▸ **Task goal**: Exactly as written, output each of the lines below, with no images.

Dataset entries
┄┄┄┄┄┄
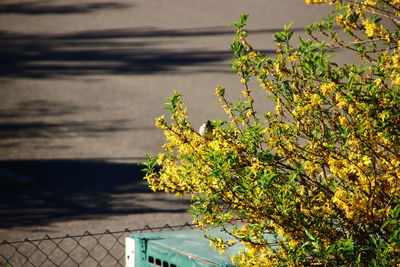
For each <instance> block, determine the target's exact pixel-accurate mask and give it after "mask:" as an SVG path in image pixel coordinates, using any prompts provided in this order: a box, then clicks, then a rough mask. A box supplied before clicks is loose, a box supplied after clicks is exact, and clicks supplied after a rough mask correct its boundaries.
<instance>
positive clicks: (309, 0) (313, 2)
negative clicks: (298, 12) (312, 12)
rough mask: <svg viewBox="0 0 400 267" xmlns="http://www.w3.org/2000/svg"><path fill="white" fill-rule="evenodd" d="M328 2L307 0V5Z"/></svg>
mask: <svg viewBox="0 0 400 267" xmlns="http://www.w3.org/2000/svg"><path fill="white" fill-rule="evenodd" d="M326 2H328V0H306V4H307V5H320V4H324V3H326Z"/></svg>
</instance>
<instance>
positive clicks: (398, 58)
mask: <svg viewBox="0 0 400 267" xmlns="http://www.w3.org/2000/svg"><path fill="white" fill-rule="evenodd" d="M392 65H393V67H395V68H400V54H399V53H396V54H394V55H393V57H392Z"/></svg>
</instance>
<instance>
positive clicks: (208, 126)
mask: <svg viewBox="0 0 400 267" xmlns="http://www.w3.org/2000/svg"><path fill="white" fill-rule="evenodd" d="M213 129H214V126H213V125H212V124H211V121H210V120H207V121H206V122H204V123H203V124H202V125H201V126H200V129H199V134H200V135H201V136H202V137H204V138H206V139H212V138H213V136H214V135H213Z"/></svg>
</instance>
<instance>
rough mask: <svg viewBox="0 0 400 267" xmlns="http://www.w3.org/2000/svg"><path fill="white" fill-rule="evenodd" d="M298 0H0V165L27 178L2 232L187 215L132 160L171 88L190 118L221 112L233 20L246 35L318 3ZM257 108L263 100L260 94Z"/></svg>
┄┄┄┄┄┄
▸ **Exercise result**:
For each <instance> block, determine the target's exact pixel-accurate mask and give it after "mask:" as an SVG path in image pixel coordinates, using any prompts provided in this order: a box, then clicks, then a rough mask. A box supplied before clicks is loose, a box supplied after clicks is exact, and clicks supplied after a rough mask correct its boundaries.
<instance>
positive clicks: (309, 0) (313, 2)
negative clicks: (298, 12) (312, 12)
rough mask: <svg viewBox="0 0 400 267" xmlns="http://www.w3.org/2000/svg"><path fill="white" fill-rule="evenodd" d="M328 2L307 0V5Z"/></svg>
mask: <svg viewBox="0 0 400 267" xmlns="http://www.w3.org/2000/svg"><path fill="white" fill-rule="evenodd" d="M326 2H328V0H306V4H307V5H320V4H324V3H326Z"/></svg>
</instance>
<instance>
positive clicks: (398, 58)
mask: <svg viewBox="0 0 400 267" xmlns="http://www.w3.org/2000/svg"><path fill="white" fill-rule="evenodd" d="M392 65H393V67H395V68H400V54H399V53H396V54H394V55H393V57H392Z"/></svg>
</instance>
<instance>
positive clicks: (208, 126)
mask: <svg viewBox="0 0 400 267" xmlns="http://www.w3.org/2000/svg"><path fill="white" fill-rule="evenodd" d="M213 129H214V126H213V125H212V124H211V121H210V120H207V121H206V122H204V123H203V124H202V125H201V126H200V129H199V134H200V135H201V136H202V137H204V138H206V139H212V138H213V136H214V135H213Z"/></svg>
</instance>
<instance>
rough mask: <svg viewBox="0 0 400 267" xmlns="http://www.w3.org/2000/svg"><path fill="white" fill-rule="evenodd" d="M298 0H0V165L27 178L2 232L187 215L132 160L171 88L190 118L221 112L233 20L246 35L318 3ZM257 108L263 100L260 94Z"/></svg>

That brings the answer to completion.